━━━━━ Entries shown ━━━━━

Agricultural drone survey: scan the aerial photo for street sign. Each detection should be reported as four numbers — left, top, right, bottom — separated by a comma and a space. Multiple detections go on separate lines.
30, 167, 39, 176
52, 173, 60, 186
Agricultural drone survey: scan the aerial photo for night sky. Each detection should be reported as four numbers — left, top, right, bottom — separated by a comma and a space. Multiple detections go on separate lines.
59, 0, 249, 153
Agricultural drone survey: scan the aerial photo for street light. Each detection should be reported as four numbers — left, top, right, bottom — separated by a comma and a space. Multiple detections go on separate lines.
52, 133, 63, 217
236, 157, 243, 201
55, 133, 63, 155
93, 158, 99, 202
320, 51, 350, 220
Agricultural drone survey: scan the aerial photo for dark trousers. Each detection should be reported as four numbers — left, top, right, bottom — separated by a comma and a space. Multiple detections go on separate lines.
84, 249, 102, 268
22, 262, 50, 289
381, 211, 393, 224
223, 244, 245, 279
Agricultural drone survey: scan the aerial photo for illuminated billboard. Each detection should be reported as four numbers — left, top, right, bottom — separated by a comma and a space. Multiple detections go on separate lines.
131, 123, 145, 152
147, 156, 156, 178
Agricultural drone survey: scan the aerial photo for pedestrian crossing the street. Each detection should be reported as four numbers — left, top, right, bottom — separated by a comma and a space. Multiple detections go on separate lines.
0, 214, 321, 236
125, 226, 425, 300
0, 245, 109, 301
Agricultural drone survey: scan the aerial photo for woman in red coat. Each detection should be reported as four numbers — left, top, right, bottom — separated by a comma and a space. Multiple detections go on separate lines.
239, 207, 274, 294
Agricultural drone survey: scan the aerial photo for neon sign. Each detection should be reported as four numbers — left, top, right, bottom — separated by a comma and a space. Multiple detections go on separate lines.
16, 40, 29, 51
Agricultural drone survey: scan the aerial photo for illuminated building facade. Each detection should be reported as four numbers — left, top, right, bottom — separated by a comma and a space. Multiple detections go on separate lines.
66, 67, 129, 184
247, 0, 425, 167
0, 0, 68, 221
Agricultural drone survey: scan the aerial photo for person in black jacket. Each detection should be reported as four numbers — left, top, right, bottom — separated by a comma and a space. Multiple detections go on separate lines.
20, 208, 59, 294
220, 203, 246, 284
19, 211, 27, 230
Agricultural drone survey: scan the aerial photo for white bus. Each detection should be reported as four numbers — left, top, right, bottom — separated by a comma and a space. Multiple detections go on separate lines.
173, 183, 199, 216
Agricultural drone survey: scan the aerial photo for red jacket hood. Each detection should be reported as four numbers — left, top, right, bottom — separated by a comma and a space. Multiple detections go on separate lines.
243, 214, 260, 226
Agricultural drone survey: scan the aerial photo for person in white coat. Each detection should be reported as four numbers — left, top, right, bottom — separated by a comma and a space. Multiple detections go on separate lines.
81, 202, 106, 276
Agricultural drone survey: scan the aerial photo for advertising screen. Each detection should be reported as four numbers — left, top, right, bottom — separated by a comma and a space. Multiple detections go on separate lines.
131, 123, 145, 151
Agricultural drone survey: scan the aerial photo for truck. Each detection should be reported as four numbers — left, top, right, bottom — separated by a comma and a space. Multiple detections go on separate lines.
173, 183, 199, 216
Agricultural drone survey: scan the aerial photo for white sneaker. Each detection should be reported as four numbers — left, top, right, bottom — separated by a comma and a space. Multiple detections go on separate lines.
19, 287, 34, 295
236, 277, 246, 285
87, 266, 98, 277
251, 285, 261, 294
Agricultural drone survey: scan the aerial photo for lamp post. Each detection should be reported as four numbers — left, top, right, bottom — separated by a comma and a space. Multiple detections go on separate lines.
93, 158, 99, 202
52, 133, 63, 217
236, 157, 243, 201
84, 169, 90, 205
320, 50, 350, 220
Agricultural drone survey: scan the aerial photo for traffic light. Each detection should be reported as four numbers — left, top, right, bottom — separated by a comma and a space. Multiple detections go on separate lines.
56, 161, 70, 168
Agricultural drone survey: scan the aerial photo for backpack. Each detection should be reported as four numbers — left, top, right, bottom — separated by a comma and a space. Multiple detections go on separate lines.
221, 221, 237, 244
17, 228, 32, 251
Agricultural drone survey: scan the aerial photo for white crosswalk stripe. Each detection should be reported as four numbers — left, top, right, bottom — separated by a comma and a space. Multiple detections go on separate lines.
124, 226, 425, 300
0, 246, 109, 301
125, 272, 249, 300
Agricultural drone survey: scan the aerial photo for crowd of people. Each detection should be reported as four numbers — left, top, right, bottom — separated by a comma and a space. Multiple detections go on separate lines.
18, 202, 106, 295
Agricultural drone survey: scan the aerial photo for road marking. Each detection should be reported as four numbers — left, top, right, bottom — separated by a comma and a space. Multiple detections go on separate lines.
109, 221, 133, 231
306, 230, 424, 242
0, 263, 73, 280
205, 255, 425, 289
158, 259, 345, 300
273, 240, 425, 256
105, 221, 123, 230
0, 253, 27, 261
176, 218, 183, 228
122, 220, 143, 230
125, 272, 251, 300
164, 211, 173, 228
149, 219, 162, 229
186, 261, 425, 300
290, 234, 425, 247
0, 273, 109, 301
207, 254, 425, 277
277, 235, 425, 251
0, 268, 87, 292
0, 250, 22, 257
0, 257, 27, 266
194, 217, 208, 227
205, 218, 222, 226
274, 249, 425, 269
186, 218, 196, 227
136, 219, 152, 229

━━━━━
━━━━━ Entries shown ━━━━━

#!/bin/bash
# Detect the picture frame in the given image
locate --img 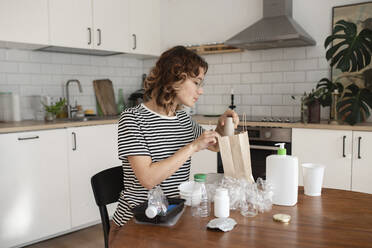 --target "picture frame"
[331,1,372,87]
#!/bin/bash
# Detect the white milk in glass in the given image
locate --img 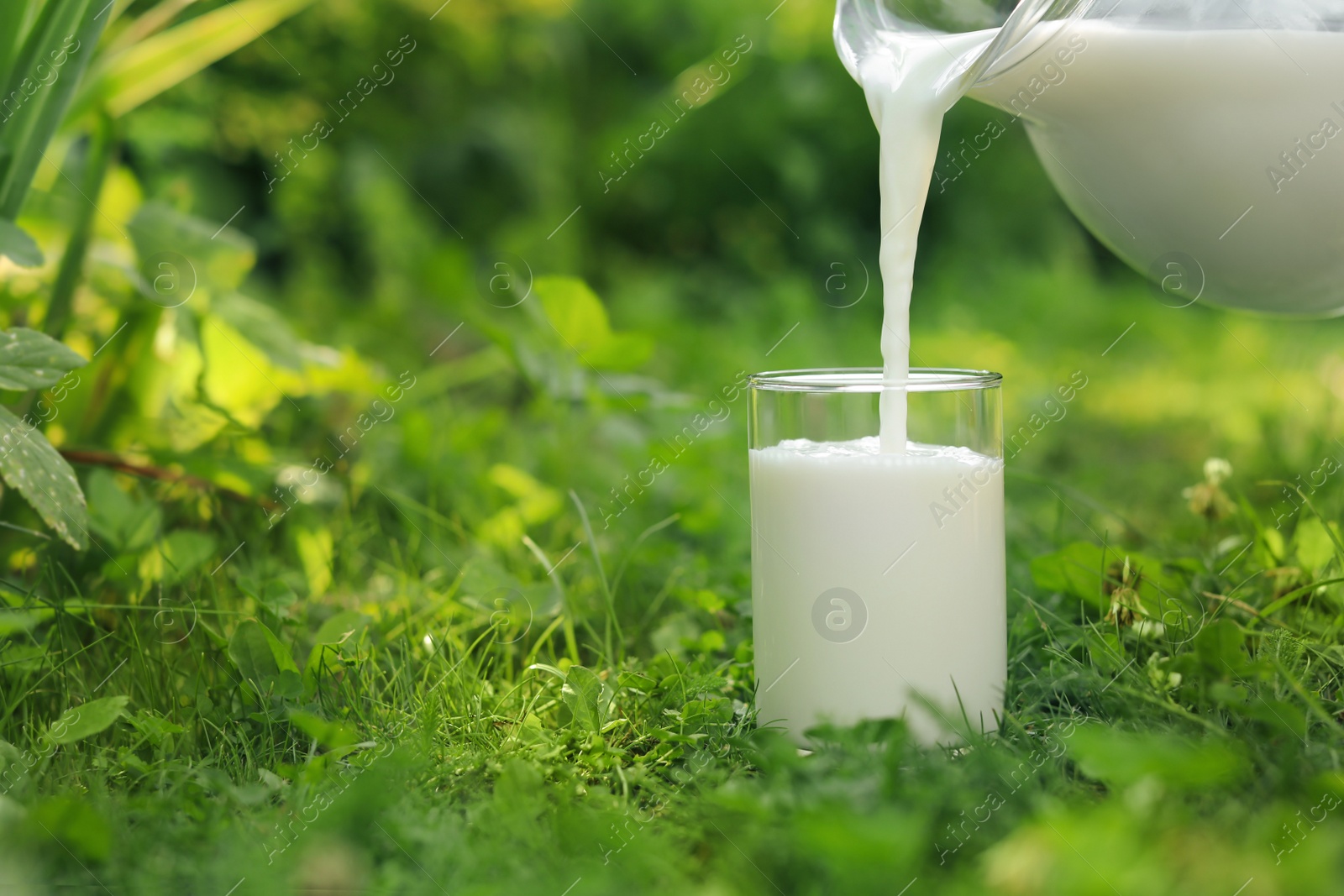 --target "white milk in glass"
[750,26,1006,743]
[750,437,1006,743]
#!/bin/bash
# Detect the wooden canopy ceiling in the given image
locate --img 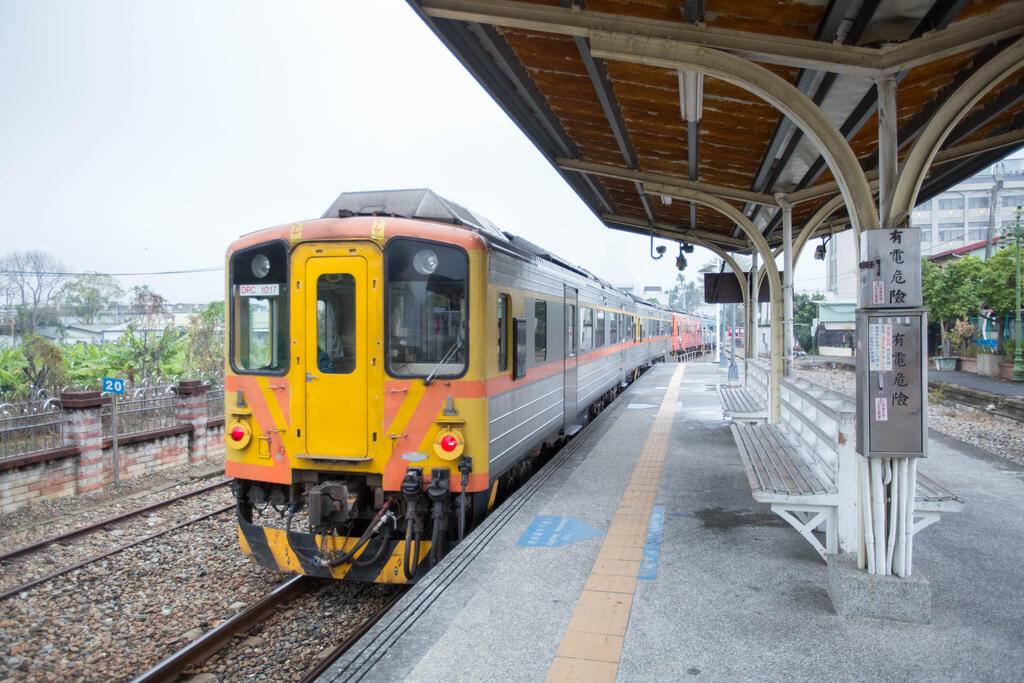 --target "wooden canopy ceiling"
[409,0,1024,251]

━━━━━
━━━━━ Entries shown ━━━━━

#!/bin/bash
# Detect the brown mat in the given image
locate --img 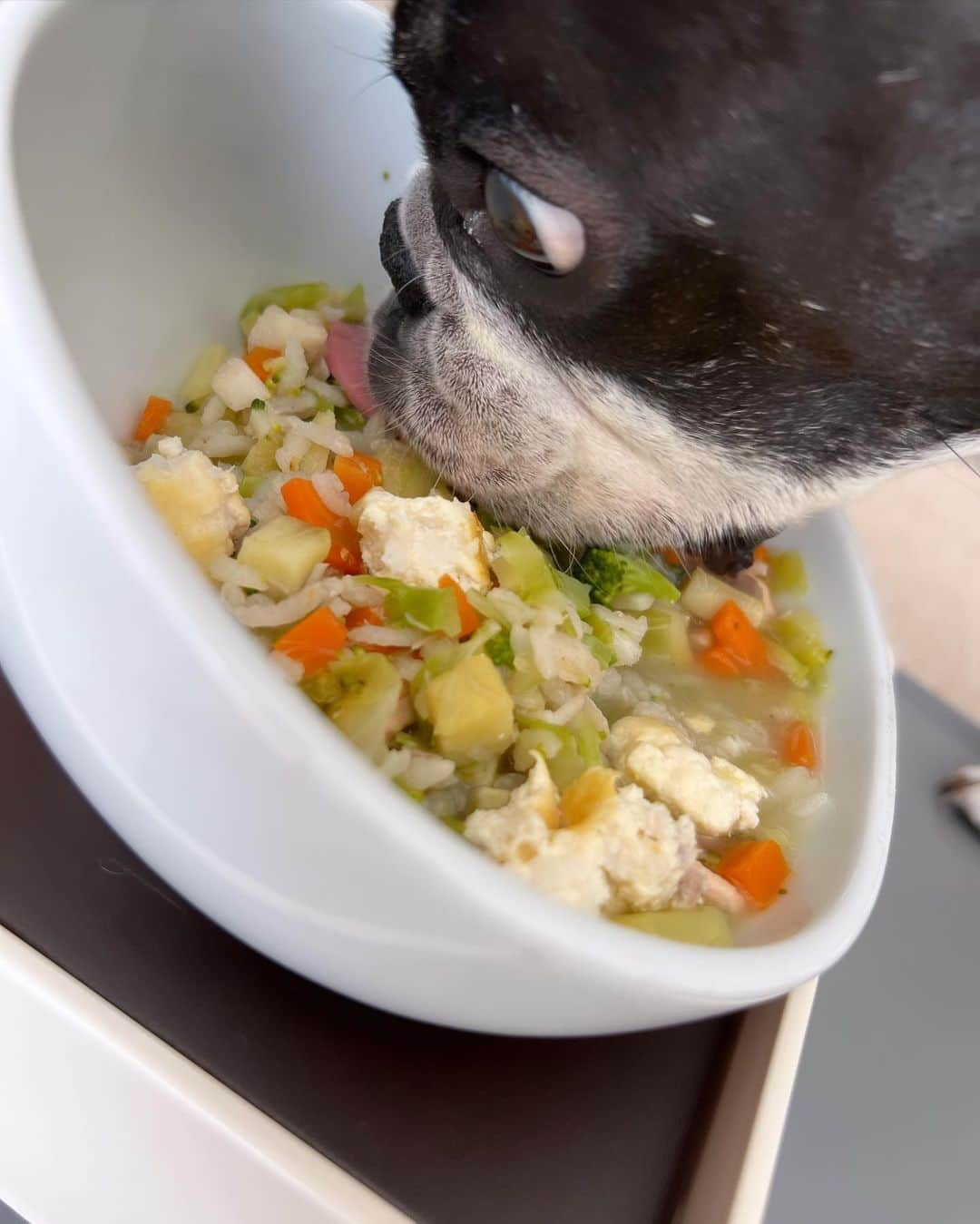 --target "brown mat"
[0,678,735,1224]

━━━━━

Rewrite as a numbered list, omitting blank lines, the lines beginning at the one containing "for street sign." and ending after the one containing "52, 173, 60, 186".

1. Agricultural drone survey: scan the aerial photo for street sign. Each detection should be reported as four numbers — left, top, right, bottom — separated by a comma and a space. Multiple detections go on separate lines.
2. 30, 167, 39, 176
3. 52, 173, 60, 186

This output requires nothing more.